§ Requisitos do exercício: Reúna, copiadas sem alteração, todas as linhas das entradas que contêm a palavra "post". A diferença entre maiúsculas e minúsculas conta.

§ Entradas fornecidas:
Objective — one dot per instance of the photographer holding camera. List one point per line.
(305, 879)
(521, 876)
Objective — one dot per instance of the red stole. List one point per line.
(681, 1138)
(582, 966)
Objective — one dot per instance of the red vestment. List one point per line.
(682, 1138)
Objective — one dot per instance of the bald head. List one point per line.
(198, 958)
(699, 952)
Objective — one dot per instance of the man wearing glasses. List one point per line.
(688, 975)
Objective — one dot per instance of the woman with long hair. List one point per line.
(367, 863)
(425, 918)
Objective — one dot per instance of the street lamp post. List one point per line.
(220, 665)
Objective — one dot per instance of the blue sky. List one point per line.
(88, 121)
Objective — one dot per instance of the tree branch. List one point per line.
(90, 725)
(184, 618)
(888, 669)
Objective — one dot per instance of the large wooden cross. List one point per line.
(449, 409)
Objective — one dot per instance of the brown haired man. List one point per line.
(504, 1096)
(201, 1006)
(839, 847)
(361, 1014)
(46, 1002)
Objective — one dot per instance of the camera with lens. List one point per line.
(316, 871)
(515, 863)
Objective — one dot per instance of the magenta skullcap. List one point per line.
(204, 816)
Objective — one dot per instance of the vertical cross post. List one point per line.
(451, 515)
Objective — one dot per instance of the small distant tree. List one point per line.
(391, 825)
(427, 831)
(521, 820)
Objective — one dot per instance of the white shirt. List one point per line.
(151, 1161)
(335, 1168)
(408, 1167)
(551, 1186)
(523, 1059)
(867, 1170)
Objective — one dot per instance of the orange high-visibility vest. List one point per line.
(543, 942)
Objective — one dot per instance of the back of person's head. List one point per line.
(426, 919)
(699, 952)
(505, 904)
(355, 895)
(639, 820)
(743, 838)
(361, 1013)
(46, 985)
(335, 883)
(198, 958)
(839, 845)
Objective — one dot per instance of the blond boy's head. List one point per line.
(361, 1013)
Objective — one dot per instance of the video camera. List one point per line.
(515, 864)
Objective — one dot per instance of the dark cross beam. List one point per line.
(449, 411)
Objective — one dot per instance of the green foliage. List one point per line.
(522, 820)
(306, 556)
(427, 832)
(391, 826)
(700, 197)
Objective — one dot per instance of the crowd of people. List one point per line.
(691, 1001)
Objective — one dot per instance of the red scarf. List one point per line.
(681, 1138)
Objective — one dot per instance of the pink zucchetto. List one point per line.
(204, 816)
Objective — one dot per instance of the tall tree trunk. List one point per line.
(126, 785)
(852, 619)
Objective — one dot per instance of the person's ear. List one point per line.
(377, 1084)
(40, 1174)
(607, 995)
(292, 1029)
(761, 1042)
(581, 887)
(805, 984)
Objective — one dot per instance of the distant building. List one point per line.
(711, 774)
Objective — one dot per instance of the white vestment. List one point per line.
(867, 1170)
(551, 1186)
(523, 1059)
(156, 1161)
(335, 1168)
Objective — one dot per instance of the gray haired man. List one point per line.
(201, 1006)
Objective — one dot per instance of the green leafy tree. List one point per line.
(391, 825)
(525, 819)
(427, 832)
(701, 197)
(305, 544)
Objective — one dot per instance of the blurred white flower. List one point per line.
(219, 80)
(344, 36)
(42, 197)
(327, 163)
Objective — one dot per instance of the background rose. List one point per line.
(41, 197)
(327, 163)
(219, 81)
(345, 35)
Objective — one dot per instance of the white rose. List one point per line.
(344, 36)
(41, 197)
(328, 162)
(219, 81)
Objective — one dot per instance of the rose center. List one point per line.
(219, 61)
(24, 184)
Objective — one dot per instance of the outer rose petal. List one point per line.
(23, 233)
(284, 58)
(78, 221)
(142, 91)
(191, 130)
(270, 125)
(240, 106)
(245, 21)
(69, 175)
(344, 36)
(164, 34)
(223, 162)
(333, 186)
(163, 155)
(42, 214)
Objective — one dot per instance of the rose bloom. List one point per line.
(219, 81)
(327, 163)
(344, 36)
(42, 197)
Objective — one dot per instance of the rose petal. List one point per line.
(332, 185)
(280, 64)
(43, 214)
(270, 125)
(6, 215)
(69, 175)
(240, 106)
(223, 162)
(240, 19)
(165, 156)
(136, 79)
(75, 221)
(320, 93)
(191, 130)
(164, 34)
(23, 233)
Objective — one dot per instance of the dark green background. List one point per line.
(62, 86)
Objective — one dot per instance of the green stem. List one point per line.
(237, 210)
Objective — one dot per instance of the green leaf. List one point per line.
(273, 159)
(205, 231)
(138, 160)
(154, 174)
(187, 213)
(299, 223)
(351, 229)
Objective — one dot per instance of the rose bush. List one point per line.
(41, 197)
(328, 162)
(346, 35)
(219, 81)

...

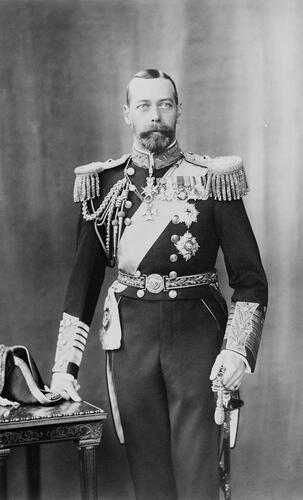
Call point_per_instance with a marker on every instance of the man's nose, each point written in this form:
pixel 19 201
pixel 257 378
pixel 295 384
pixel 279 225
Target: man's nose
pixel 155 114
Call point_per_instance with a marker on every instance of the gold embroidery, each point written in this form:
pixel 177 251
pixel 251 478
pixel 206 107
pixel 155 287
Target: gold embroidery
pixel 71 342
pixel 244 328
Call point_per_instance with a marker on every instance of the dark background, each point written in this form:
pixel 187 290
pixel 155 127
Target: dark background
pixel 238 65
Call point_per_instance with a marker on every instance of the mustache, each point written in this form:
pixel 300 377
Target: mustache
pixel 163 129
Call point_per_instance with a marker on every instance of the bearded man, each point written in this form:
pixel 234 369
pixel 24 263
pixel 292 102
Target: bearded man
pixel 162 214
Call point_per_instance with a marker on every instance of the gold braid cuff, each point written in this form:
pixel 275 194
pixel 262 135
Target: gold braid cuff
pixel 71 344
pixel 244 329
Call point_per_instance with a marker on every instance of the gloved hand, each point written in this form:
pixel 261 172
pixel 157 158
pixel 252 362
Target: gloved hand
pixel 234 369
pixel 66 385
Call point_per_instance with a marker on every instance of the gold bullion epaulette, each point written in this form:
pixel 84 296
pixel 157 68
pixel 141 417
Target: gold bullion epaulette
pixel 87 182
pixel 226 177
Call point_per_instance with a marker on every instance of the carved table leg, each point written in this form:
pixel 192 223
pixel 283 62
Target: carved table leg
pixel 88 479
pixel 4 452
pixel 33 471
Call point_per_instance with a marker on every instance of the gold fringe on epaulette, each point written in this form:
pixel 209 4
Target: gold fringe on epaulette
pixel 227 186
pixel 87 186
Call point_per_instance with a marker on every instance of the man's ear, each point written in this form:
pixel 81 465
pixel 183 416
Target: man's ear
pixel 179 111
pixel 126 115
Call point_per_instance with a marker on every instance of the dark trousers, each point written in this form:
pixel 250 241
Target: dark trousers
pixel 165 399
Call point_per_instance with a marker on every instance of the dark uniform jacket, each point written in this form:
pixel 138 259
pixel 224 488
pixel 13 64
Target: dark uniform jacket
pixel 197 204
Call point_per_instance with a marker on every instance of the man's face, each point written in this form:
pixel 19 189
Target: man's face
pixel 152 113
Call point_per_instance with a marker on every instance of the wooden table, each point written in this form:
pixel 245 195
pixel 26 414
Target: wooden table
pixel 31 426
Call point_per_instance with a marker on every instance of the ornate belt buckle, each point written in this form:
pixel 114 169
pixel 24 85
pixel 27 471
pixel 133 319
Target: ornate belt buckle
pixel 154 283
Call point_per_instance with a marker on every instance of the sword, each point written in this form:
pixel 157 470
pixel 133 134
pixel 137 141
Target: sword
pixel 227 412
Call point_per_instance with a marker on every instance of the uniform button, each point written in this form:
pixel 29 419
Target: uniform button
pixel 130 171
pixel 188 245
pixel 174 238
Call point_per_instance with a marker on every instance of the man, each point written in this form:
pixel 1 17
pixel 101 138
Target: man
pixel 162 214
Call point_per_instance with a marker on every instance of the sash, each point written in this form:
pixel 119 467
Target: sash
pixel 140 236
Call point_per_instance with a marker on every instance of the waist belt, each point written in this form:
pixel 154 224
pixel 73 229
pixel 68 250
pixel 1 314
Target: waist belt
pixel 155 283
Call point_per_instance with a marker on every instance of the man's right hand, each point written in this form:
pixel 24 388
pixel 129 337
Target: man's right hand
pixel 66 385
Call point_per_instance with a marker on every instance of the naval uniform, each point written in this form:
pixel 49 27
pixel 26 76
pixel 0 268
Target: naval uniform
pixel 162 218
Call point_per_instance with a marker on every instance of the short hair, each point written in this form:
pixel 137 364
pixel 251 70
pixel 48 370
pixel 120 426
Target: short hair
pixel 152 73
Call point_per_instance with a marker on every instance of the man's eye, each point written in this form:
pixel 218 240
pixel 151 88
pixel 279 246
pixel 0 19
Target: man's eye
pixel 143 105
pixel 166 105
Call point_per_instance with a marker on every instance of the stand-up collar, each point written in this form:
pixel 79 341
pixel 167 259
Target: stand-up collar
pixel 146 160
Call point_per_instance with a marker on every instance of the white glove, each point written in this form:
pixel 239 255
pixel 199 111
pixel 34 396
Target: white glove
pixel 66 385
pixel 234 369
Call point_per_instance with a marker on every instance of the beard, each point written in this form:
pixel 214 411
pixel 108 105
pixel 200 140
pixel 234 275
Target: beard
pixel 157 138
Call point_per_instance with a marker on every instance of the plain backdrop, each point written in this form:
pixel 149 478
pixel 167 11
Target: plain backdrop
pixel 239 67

§ Solução da tarefa:
Objective — one dot per instance of the street lamp post. List one point per line.
Objective — one dot per instance of the vertical cross post. List one point per line.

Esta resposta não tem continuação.